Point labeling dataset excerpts
▬▬▬▬▬▬▬▬▬▬

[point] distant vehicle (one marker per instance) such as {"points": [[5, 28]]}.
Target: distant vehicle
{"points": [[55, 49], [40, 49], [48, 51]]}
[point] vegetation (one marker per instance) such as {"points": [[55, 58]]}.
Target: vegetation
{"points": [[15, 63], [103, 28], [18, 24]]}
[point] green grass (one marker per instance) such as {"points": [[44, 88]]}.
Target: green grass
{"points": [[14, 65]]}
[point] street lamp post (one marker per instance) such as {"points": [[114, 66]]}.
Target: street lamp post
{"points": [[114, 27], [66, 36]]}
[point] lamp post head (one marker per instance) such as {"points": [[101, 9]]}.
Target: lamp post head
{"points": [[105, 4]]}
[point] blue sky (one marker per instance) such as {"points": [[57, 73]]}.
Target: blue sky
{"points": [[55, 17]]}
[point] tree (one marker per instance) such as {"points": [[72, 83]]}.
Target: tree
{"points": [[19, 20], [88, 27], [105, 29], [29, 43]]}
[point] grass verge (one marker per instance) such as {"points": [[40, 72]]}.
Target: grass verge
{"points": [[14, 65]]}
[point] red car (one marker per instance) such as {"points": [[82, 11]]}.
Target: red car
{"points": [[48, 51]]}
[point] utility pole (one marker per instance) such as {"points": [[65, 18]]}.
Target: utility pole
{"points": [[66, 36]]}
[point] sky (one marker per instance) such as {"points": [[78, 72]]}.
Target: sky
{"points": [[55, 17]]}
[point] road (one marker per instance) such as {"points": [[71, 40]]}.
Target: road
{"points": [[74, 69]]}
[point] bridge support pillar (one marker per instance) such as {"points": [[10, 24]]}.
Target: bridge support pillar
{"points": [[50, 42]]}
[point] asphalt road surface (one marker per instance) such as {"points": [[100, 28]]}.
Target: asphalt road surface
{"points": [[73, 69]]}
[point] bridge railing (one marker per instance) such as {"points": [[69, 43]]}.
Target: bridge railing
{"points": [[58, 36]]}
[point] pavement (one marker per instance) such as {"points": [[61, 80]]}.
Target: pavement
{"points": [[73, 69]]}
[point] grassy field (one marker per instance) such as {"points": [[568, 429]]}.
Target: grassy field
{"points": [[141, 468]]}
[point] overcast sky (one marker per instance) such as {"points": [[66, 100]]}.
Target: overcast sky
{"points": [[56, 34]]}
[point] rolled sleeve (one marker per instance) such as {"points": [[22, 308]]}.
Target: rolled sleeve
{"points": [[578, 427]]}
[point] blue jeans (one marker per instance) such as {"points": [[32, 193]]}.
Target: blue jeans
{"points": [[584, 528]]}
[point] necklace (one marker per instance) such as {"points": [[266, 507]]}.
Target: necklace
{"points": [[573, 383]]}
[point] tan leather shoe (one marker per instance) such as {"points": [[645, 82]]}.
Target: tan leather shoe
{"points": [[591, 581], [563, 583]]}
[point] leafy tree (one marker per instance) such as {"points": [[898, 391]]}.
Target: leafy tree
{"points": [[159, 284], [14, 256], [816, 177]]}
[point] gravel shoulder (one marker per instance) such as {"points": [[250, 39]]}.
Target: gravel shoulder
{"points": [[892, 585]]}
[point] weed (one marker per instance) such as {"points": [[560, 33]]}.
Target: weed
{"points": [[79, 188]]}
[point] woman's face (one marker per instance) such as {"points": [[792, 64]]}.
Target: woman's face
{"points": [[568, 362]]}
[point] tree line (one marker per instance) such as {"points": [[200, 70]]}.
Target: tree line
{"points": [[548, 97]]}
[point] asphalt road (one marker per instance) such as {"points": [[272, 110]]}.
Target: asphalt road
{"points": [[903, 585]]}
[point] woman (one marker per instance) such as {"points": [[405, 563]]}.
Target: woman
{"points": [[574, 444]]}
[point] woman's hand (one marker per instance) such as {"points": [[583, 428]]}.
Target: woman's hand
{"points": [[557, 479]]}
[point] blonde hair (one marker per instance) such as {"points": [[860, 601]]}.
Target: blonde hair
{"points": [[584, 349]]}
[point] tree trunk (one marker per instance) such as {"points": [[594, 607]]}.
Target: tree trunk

▬▬▬▬▬▬▬▬▬▬

-- Written problem --
Can you put these lines into a numbered list, leaving out the blank lines, so that every entry in the material is covered?

-- Result of this task --
1. [point] distant vehicle (one marker per instance) such as {"points": [[5, 28]]}.
2. Target: distant vehicle
3. {"points": [[55, 49], [40, 49], [48, 51]]}
4. [point] vegetation (one marker per instance) such as {"points": [[55, 58]]}.
5. Target: vegetation
6. {"points": [[15, 63], [103, 28], [18, 24]]}
7. [point] green grass (one marker per instance) such as {"points": [[44, 88]]}.
8. Target: green grass
9. {"points": [[14, 65]]}
10. [point] street lamp post (one marker per instance) such as {"points": [[114, 66]]}.
11. Target: street lamp post
12. {"points": [[114, 27], [66, 36]]}
13. [point] lamp post head (one marker per instance) such as {"points": [[101, 9]]}.
14. Target: lamp post head
15. {"points": [[105, 4]]}
16. [point] blue sky (one marker per instance) such as {"points": [[57, 73]]}.
17. Target: blue sky
18. {"points": [[55, 17]]}
19. [point] tree (one marker per instance) such as {"points": [[72, 83]]}.
20. Target: tree
21. {"points": [[19, 20], [88, 27], [105, 29], [29, 43]]}
22. [point] grass verge (one marker per instance) such as {"points": [[40, 72]]}.
23. Target: grass verge
24. {"points": [[14, 65]]}
25. [point] red car (one marker per instance) such as {"points": [[82, 11]]}.
26. Target: red car
27. {"points": [[48, 51]]}
28. [point] utility pole (one marker per instance) such as {"points": [[65, 18]]}.
29. Target: utility pole
30. {"points": [[66, 36]]}
31. [point] sky (one marker per instance) such as {"points": [[78, 72]]}.
32. Target: sky
33. {"points": [[55, 17]]}
34. [point] road (one marker per instance) such as {"points": [[71, 40]]}.
35. Target: road
36. {"points": [[74, 69]]}
37. [point] bridge support pillar (one marker per instance) such as {"points": [[10, 24]]}.
38. Target: bridge support pillar
39. {"points": [[50, 42]]}
40. [point] asphalt road surface (one marker per instance) such as {"points": [[100, 28]]}.
41. Target: asphalt road surface
42. {"points": [[73, 69]]}
43. [point] bridge railing (one marker per instance) such as {"points": [[69, 43]]}.
44. Target: bridge railing
45. {"points": [[58, 36]]}
46. [point] pavement (one marker per instance) such as {"points": [[61, 80]]}.
47. Target: pavement
48. {"points": [[73, 69]]}
49. [point] grassy field (one marker per instance) such as {"points": [[568, 429]]}.
50. Target: grassy field
51. {"points": [[141, 468]]}
52. [point] overcast sky (one marker per instance) such as {"points": [[66, 100]]}.
53. Target: overcast sky
54. {"points": [[56, 34]]}
55. [point] rolled sleeve (one marker per instance) such as {"points": [[22, 308]]}.
56. Target: rolled sleeve
57. {"points": [[578, 427]]}
58. [point] blue jeans (one marker per instance) such as {"points": [[32, 193]]}.
59. Target: blue jeans
60. {"points": [[584, 528]]}
61. [point] necklace (one marker per instance) such as {"points": [[266, 507]]}.
62. Target: necklace
63. {"points": [[573, 383]]}
64. [point] tan leather shoe (one marker per instance) such as {"points": [[645, 82]]}.
65. Target: tan leather shoe
66. {"points": [[591, 581], [563, 583]]}
67. [point] leafy tree (one marker per instance) such as {"points": [[898, 391]]}.
68. Target: leafy tree
69. {"points": [[159, 284], [14, 256], [816, 177]]}
70. [point] gravel shoulder (one marker per instance) such as {"points": [[250, 39]]}.
71. Target: gravel shoulder
72. {"points": [[892, 585]]}
73. [point] weed (one marker per instance) such as {"points": [[560, 33]]}.
74. Target: weed
75. {"points": [[79, 188]]}
76. [point] woman's face (one marker per instance) such as {"points": [[792, 64]]}.
77. Target: woman's face
78. {"points": [[568, 362]]}
79. [point] tree line (one marker per instance) such as {"points": [[200, 70]]}.
80. Target: tree line
81. {"points": [[548, 97]]}
82. [point] asphalt road (one marker per instance) such as {"points": [[272, 110]]}.
83. Target: asphalt road
84. {"points": [[903, 585]]}
85. [point] woman (one marker per instance) such as {"points": [[405, 563]]}.
86. Target: woman
87. {"points": [[574, 444]]}
88. [point] woman's hand (one marker per instance) such as {"points": [[583, 428]]}.
89. Target: woman's hand
90. {"points": [[557, 479]]}
91. [point] blonde hair (one marker per instance) such as {"points": [[860, 601]]}.
92. Target: blonde hair
93. {"points": [[584, 349]]}
94. [point] tree trunk (one marker per instance) such as {"points": [[594, 607]]}.
95. Target: tree trunk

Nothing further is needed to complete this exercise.